INPUT MATERIAL:
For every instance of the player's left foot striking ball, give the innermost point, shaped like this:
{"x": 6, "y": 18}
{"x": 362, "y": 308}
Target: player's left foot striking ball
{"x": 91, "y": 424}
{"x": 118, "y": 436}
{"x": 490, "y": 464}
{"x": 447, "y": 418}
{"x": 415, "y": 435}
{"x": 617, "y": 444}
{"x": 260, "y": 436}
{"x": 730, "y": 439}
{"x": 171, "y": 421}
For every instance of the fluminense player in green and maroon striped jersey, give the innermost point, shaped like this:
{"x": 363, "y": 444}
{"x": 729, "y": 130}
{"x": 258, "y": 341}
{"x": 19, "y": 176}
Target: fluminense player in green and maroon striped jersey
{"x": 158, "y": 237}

WORK INSTRUCTION:
In the listing, find every line with the word "point" and return it.

WRITTEN ANSWER:
For every instance of the player's left foot striking ball, give the innermost point, shaped like this:
For every instance of the fluminense player in green and maroon striped jersey, give the innermost point, shaped like this:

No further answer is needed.